• What you need to do:
**a.** Which attorneys does the court opinion below list under "ON BRIEF"?
**b.** How would you render this sentence from the court opinion below in Spanish: "Thompson, an Alabama corporation, and NIBCO, an Indiana corporation, manufacture postchlorinated polyvinyl chloride (CPVC) plumbing components."

BEARD PLUMBING AND HEATING, INCORPORATED, Plaintiff-Appellant,
v.
THOMPSON PLASTICS, INCORPORATED; NIBCO, Incorporated,
Defendants-Appellees,
and
Thomas Somerville Company, Defendant.
No. 95-3198.
United States Court of Appeals,
Fourth Circuit.
Argued Oct. 29, 1996.
Decided Aug. 10, 1998.
ARGUED: Steven Mark Garver, Law Offices of Steven M. Garver, P.C., Reston, Virginia, for Appellant. Alexander Francuzenko, Saunders & Schmieler, Silver Spring, Maryland, for Appellee Thompson Plastics; Alan Douglas Titus, Carr, Goodson, Lee & Warner, P.C., Washington, DC, for Appellee NIBCO. ON BRIEF: Cheryl G. Rice, Law Offices of Steven M. Garver, P.C., Reston, Virginia, for Appellant. Jeffrey R. Schmieler, Saunders & Schmieler, Silver Spring, Maryland, for Appellee Thompson Plastics; Samuel J. Smith, Jr., Brian H. Rhatigan, Carr, Goodson, Lee & WARNER, P.C., Washington, DC, for Appellee NIBCO.
Before RUSSELL* and ERVIN, Circuit Judges, and PHILLIPS, Senior Circuit Judge.
Affirmed by published opinion. Judge ERVIN wrote the opinion, in which Senior Judge PHILLIPS joined.
OPINION
ERVIN, Circuit Judge:
In this diversity action, Beard Plumbing and Heating, Inc., (Beard), appeals from a grant of summary judgment to Thompson Plastics, Incorporated (Thompson), and NIBCO, Incorporated (NIBCO) on Beard's claims of negligence and breach of warranty. For the reasons which follow, we affirm the decision of the district court.
I.
The district court's order granting summary judgment to Thompson and NIBCO is reviewed de novo. E.J. Sebastian Assocs. v. Resolution Trust Corp.,
II.
Beard is a Virginia corporation engaged in providing materials and labor related to plumbing and heating. Thompson, an Alabama corporation, and NIBCO, an Indiana corporation, manufacture postchlorinated polyvinyl chloride (CPVC) plumbing components.

• Extracted records:
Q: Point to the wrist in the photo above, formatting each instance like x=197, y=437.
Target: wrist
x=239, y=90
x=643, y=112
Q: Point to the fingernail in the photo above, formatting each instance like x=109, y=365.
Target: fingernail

...

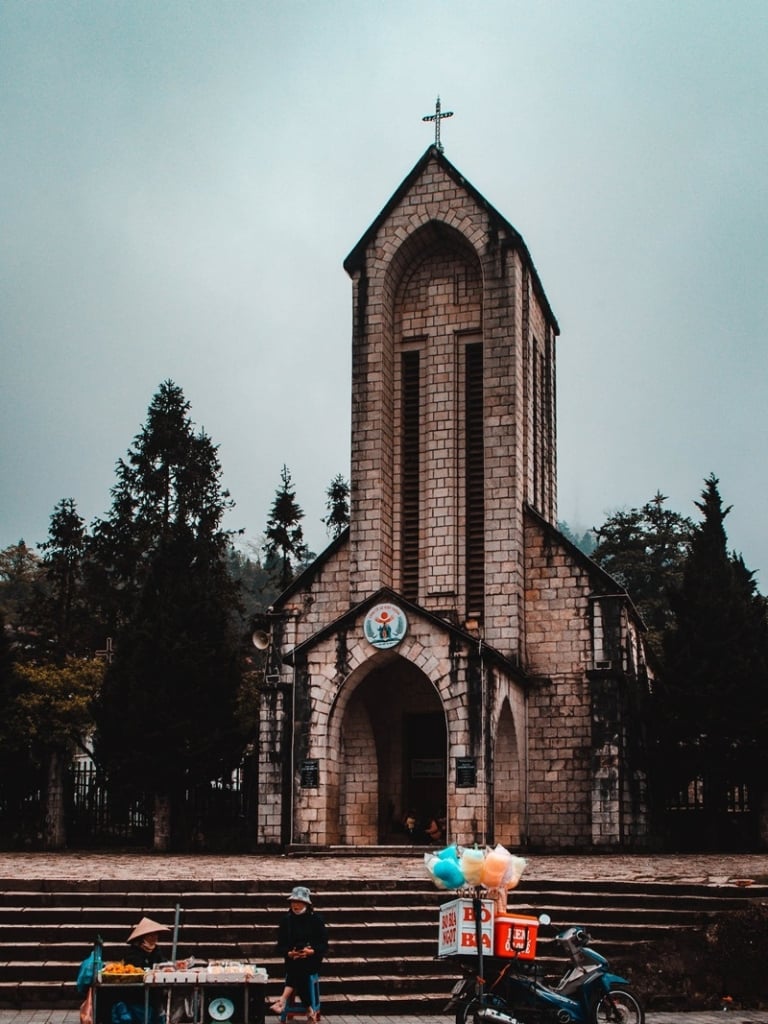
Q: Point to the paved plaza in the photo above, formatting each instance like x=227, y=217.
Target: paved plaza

• Replies:
**a.** Cheryl G. Rice, Jeffrey R. Schmieler, Samuel J. Smith, Jr., and Brian H. Rhatigan.

**b.** Thompson, una corporación de Alabama, y NIBCO, una corporación de Indiana, fabrican componentes de plomería de policloruro de vinilo posclorado (CPVC).